## AIM
Copy out everything from the line containing "Quickly — is there any bird's" down to the line containing "[526, 301, 575, 351]", requests included, and multiply each bounding-box coordinate in the answers by 0.3, rounding to whole numbers with halves going up. Leave the sample coordinates in the requests unchanged, and omit the pictures from your answer.

## DATA ROWS
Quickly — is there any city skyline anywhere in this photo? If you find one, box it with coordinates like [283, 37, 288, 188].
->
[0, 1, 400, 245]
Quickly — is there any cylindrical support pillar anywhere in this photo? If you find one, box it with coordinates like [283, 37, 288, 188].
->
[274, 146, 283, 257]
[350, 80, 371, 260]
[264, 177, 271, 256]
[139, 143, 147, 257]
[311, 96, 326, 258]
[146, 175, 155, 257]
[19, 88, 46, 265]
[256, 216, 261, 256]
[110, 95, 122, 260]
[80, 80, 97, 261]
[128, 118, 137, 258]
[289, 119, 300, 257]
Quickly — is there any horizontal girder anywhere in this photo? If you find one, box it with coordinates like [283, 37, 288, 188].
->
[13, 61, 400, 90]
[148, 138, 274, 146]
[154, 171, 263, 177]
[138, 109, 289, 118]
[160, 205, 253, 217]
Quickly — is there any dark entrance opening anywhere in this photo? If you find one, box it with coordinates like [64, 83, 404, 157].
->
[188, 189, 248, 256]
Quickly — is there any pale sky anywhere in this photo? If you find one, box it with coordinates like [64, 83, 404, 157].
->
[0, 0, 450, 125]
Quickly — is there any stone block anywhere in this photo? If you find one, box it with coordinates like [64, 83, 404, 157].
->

---

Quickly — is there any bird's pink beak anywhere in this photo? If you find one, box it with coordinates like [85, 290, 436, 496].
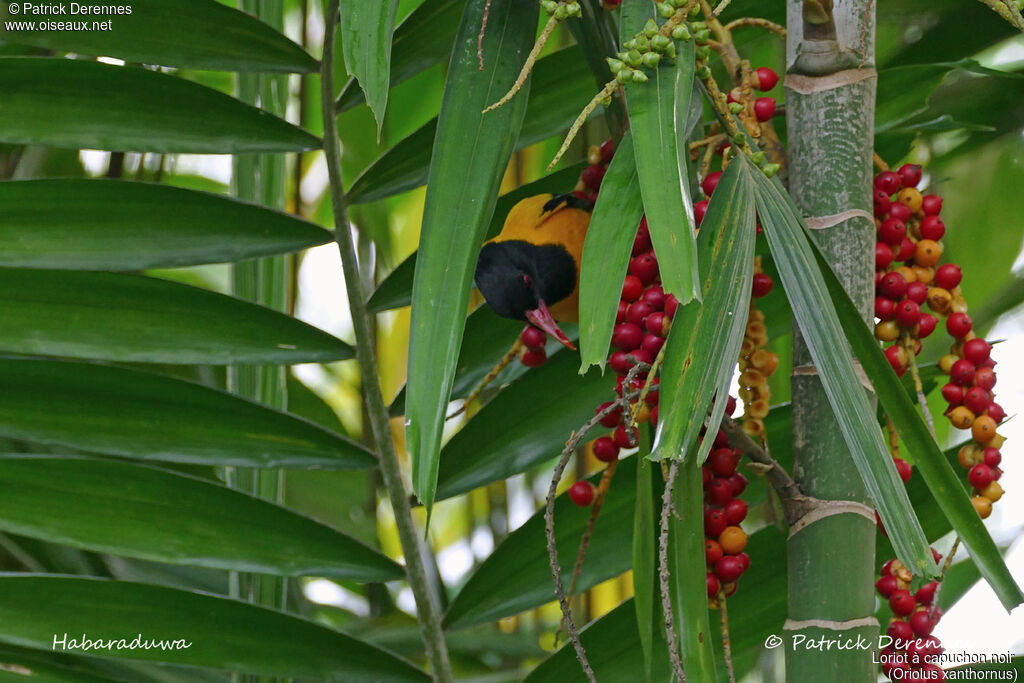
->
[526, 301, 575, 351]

## SOLUTION FOR THIS EXERCISE
Quickly — is there any bird's pink beak anywhere in this photo? If you find one, box it with coordinates like [85, 290, 436, 496].
->
[158, 90, 173, 105]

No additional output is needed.